WHAT IS EXPECTED:
Identify every line in the records below that contains the word "pool", and copy each one in full. Case counts.

AVAILABLE RECORDS:
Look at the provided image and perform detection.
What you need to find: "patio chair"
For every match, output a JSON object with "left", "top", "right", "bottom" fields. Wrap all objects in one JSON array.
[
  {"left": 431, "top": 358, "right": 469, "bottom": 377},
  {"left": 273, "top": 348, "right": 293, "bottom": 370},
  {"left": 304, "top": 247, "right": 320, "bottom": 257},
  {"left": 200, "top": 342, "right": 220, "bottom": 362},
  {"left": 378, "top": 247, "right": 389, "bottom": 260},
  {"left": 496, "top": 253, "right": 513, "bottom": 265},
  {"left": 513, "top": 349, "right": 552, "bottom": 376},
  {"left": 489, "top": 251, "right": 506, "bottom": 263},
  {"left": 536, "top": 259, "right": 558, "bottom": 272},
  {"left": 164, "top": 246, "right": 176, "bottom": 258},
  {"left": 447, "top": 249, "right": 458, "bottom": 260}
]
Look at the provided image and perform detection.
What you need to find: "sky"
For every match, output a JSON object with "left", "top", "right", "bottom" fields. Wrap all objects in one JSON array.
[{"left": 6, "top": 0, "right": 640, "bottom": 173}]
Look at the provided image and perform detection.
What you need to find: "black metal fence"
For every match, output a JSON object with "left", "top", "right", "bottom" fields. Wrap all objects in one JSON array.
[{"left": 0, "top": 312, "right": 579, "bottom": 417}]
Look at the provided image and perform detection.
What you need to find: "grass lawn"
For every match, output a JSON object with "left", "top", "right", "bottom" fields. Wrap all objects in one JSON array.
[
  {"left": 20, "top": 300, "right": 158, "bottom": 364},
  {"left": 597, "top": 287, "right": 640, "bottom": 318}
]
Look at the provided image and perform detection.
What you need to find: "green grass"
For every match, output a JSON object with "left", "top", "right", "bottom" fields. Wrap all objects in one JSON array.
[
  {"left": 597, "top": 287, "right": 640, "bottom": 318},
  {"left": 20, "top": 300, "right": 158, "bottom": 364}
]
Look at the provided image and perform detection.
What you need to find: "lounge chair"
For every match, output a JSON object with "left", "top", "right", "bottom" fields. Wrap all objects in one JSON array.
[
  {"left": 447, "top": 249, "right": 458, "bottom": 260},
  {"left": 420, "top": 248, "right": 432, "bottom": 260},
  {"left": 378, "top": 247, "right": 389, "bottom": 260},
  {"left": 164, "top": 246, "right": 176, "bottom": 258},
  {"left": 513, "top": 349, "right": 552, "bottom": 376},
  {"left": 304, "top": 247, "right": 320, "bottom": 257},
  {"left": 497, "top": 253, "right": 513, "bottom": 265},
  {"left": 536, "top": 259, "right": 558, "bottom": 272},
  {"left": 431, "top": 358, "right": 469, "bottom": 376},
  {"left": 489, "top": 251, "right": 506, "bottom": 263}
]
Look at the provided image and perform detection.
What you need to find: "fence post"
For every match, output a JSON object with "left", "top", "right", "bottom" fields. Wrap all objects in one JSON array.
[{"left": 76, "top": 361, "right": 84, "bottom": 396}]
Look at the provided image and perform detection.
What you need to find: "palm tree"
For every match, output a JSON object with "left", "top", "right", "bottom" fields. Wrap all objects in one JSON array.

--

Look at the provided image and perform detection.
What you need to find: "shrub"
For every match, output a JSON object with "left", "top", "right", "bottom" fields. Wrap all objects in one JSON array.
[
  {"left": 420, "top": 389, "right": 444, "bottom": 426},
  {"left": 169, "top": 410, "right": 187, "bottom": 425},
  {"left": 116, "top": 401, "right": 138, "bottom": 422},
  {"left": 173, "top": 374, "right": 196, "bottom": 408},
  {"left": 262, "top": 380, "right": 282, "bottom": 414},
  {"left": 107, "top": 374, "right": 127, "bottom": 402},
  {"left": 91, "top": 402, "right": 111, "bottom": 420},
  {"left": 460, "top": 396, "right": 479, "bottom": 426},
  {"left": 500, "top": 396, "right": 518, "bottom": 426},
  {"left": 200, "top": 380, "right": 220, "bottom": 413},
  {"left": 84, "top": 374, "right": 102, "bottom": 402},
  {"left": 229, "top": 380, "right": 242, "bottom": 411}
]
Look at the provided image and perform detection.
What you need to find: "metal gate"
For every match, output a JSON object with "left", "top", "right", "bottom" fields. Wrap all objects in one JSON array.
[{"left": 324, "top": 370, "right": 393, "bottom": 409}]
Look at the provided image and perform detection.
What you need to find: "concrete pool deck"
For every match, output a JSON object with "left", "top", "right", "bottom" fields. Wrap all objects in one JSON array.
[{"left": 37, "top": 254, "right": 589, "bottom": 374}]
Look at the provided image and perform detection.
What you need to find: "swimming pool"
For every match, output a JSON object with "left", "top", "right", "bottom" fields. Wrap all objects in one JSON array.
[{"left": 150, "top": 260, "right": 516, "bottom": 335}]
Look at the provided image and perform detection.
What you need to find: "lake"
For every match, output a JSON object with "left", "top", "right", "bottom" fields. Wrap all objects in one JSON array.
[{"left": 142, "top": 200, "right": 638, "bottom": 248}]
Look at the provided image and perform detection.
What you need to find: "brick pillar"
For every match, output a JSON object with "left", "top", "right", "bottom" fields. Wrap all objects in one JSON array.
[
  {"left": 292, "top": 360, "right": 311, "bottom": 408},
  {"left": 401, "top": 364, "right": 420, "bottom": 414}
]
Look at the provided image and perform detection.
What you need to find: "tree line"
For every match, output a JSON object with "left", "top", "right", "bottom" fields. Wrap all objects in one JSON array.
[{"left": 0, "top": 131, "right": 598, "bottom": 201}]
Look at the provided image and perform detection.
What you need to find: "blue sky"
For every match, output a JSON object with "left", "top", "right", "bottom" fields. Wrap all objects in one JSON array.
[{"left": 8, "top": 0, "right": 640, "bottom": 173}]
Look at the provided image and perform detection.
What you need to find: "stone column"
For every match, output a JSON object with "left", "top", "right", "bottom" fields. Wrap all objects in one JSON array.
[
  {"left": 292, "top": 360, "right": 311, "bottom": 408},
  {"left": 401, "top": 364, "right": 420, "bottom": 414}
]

OUTPUT FOR THIS EXERCISE:
What you need to find: "concrete pool deck"
What you need to find: "swimming pool"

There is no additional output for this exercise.